Region labeling records:
--- BEGIN ---

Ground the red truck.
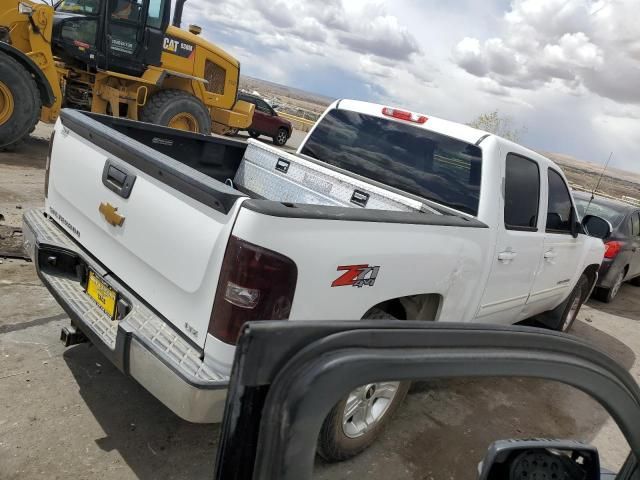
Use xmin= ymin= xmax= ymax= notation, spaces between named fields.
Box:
xmin=231 ymin=93 xmax=293 ymax=147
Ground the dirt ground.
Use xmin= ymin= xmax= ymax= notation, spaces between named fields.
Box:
xmin=0 ymin=128 xmax=640 ymax=480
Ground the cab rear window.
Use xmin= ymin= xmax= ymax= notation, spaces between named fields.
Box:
xmin=302 ymin=110 xmax=482 ymax=215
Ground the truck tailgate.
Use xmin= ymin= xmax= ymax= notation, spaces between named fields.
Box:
xmin=46 ymin=112 xmax=246 ymax=347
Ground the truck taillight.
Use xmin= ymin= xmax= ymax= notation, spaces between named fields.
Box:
xmin=44 ymin=130 xmax=56 ymax=198
xmin=209 ymin=236 xmax=298 ymax=345
xmin=604 ymin=240 xmax=622 ymax=258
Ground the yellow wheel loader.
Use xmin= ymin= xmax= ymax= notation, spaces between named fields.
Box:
xmin=0 ymin=0 xmax=255 ymax=150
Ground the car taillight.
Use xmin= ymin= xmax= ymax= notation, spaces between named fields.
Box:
xmin=44 ymin=130 xmax=56 ymax=198
xmin=382 ymin=107 xmax=429 ymax=125
xmin=604 ymin=240 xmax=622 ymax=258
xmin=209 ymin=236 xmax=298 ymax=345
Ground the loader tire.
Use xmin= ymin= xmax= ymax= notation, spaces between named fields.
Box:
xmin=140 ymin=90 xmax=211 ymax=135
xmin=0 ymin=53 xmax=42 ymax=151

--- END ---

Objective:
Scale the lines between the one containing "Ground the car taillight." and the end of the records, inclusive, by multiplying every bounding-box coordinate value by 0.95 and rounding to whole numbers, with halves rounded up. Repeat every other line in that span unchanged.

Written solution:
Ground the car taillight.
Use xmin= ymin= xmax= ymax= notation, spaces between named fields.
Box:
xmin=42 ymin=124 xmax=53 ymax=188
xmin=363 ymin=102 xmax=408 ymax=119
xmin=574 ymin=228 xmax=591 ymax=245
xmin=199 ymin=224 xmax=283 ymax=328
Ground the loader tire.
Use xmin= ymin= xmax= ymax= notation, spaces between named fields.
Box:
xmin=133 ymin=86 xmax=200 ymax=128
xmin=0 ymin=50 xmax=40 ymax=143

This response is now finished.